### Task prompt
Reproduce every line of the items below, from their start through the line containing "[[1194, 267], [987, 277]]" (both ends included), multiplying each x and y coordinate in the answers by 1.85 and rounding to whole numbers, with halves rounded up. Keep all other text as it stands, and leave the pictures out of your answer.

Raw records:
"""

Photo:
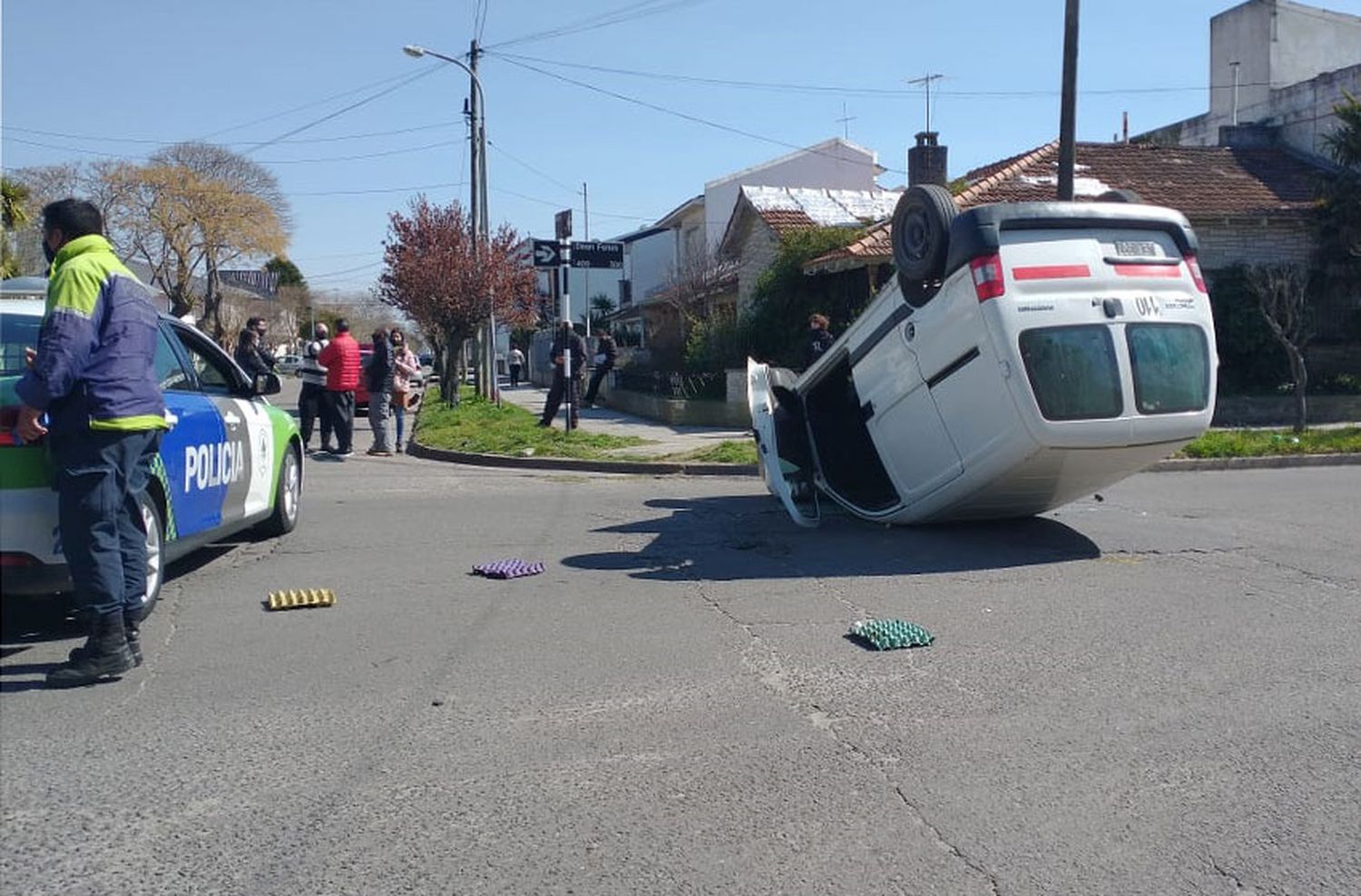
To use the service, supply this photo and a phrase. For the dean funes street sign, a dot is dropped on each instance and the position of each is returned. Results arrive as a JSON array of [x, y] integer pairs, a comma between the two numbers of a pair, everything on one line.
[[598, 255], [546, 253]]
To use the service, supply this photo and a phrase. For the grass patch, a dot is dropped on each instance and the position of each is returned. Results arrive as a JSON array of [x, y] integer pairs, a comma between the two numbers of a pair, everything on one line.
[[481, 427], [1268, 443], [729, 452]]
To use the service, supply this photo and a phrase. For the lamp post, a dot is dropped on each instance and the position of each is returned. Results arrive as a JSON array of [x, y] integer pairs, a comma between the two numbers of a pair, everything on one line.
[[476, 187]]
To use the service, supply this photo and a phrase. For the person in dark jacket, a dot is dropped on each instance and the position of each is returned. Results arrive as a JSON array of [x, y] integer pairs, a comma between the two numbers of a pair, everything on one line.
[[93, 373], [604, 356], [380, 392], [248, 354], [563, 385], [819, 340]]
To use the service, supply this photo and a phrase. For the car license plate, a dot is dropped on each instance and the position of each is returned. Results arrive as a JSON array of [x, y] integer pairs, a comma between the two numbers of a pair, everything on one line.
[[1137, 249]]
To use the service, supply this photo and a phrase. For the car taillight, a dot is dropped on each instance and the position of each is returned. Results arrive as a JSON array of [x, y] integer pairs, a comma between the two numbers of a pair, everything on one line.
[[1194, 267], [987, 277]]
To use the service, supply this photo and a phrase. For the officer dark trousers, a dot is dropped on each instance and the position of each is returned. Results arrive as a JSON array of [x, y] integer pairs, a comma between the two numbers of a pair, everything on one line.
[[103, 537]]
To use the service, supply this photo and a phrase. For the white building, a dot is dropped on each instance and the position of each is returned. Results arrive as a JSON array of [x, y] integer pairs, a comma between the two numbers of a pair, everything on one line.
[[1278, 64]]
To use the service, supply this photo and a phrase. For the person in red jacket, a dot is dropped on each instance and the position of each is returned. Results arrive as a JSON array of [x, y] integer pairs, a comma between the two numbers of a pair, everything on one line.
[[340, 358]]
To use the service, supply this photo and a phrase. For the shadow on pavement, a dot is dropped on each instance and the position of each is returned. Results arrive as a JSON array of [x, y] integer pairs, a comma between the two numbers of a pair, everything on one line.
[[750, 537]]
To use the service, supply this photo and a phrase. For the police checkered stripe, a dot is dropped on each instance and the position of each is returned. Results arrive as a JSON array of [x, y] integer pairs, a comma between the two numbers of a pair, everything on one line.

"""

### Response to the exercise
Photo:
To use the service, supply this photo and a phrase. For the dean funes street sign, a dot is dropped on each instance and the position of each is returned. Results arrive as a JSON array of [x, y] integer pairs, a comma between the two numbers of a pair, everything on one line.
[[1106, 472], [1010, 468]]
To use the service, supply this photo and a phrase. For the grass patch, a dot is dropped on each instance and the position of each is returned. Results arrive as a JSON array of [x, y] integer pairs, a comma between the two numbers of a pair, everything on one line.
[[890, 790], [2346, 820], [1349, 836]]
To use the service, supply this photo and a phrase. For the lamp post, a dot is dropped on each instance and the position of each is returned. Results arrive as a JSON array of [x, y] integer pairs, a comma between the two numbers of a pair, everything on one line.
[[881, 346]]
To use the service, supply this photo and a phrase. For the person in dark jacket, a dot is dropped on each instance and the position of each is returned. Results arrive as a JSON array of [x, y] integer pairs, a comma between the two numbers of a pair, everything on one line.
[[172, 690], [1117, 659], [703, 725], [459, 655], [1042, 712], [1515, 629]]
To use the service, supply this photo and a phrase. For the car license plate, a dot is dropped on each instance and the position of each is returned. Results arrive as a JSON array of [x, y] integer pairs, a comma between the two numbers of a pair, everything on one line.
[[2103, 461]]
To use the service, supply this photo and a phrase. For the car taillight, a dot is dropped on each instance and the position of each is returned. Results arrive as a JSON array of [x, y] integer pairs, a comma between the two numbers of a pair, everything on one line.
[[2209, 494], [1826, 512]]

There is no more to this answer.